#### [PROVIDED PASSAGE]
----
However, some properties are too troubled for the owners to hold onto. “I’m seeing transactions for really, really challenged deals,” says Plush.
For example, some closed-end private equity funds at the end of their hold periods were forced to sell seniors housing properties located in a secondary market with some temporary problems with oversupply.
Rising rents lift all properties
Negotiations between buyers and sellers may also become less contentious as fewer sellers have a need to distract buyers from empty beds and weak operating margins.
After the chaos and uncertainty of the COVID era and a long, slow recovery, the percentage of units occupied at seniors housing properties is almost back to pre-
pandemic levels.
In the second quarter, 87 percent of the units at seniors housing properties were occupied, according to NIC. In the 10 years before the pandemic, the percentage of occupied units largely ranged between 87 and 89 percent.
The latest figures are a giant improvement from the low of 78 percent in the first quarter of 2021, which marked the end of the first winter of the pandemic.
With so few new seniors housing properties currently under construction, occupancy rates are expected to continue climbing. Rents should grow faster than average over the new two or three years, CBRE predicts.
“Occupancy should increase and surpass pre-COVID levels in 2025,” says CBRE’s Lincoln.
Developers started construction on 12,272 new units of seniors housing in the 12 months that ended June 30, according to NIC. That includes independent living, assisted living and memory care, but not nursing care.
----
#### [WHAT YOU NEED TO DO]
Rewrite the seniors housing text, everything from "Rising rents lift" down to "and 89 percent.", replacing "occupied" with "filled".

(Source data)
----
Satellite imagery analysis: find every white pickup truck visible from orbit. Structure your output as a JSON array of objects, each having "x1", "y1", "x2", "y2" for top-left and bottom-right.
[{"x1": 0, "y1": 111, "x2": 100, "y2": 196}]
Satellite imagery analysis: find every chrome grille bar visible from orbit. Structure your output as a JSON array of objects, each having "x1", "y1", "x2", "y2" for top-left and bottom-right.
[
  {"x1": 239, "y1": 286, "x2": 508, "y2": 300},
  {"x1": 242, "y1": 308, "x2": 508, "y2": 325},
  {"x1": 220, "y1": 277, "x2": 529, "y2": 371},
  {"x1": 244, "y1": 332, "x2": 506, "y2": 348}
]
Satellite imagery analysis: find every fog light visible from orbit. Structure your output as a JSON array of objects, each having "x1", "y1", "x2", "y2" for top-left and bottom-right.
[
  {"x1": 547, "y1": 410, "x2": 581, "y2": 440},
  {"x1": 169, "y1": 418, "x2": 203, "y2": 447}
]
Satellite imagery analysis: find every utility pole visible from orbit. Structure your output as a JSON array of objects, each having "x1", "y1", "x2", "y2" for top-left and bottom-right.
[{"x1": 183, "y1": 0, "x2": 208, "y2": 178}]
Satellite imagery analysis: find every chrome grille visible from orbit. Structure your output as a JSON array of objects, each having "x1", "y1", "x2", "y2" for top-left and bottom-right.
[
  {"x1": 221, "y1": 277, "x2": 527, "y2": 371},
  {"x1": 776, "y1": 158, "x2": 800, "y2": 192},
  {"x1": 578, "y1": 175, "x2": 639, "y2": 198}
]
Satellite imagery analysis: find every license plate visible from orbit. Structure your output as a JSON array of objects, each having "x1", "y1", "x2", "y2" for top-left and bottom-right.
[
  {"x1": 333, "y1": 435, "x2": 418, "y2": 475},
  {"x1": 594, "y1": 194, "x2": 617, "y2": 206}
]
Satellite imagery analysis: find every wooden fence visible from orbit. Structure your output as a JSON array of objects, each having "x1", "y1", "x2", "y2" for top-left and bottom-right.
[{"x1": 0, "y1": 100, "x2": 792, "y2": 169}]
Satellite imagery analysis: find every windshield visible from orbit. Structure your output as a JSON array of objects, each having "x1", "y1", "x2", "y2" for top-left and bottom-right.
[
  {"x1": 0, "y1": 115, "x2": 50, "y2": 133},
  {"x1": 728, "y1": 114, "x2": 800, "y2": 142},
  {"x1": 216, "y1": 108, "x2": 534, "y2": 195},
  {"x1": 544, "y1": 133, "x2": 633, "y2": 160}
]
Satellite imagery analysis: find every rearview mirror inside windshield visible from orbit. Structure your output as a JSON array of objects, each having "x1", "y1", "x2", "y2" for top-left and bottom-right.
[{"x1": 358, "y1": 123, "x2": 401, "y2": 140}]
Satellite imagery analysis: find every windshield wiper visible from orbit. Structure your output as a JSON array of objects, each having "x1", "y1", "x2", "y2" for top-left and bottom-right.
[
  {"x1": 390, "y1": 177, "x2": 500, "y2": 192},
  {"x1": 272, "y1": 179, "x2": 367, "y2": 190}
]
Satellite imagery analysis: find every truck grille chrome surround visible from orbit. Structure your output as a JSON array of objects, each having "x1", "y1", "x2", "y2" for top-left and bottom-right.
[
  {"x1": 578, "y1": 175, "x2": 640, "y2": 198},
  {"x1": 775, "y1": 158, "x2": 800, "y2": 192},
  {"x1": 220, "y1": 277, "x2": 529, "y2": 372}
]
----
#### [RESPONSE TO THE TASK]
Rising rents lift all properties
Negotiations between buyers and sellers may also become less contentious as fewer sellers have a need to distract buyers from empty beds and weak operating margins.
After the chaos and uncertainty of the COVID era and a long, slow recovery, the percentage of units filled at seniors housing properties is almost back to pre-
pandemic levels.
In the second quarter, 87 percent of the units at seniors housing properties were filled, according to NIC. In the 10 years before the pandemic, the percentage of filled units largely ranged between 87 and 89 percent.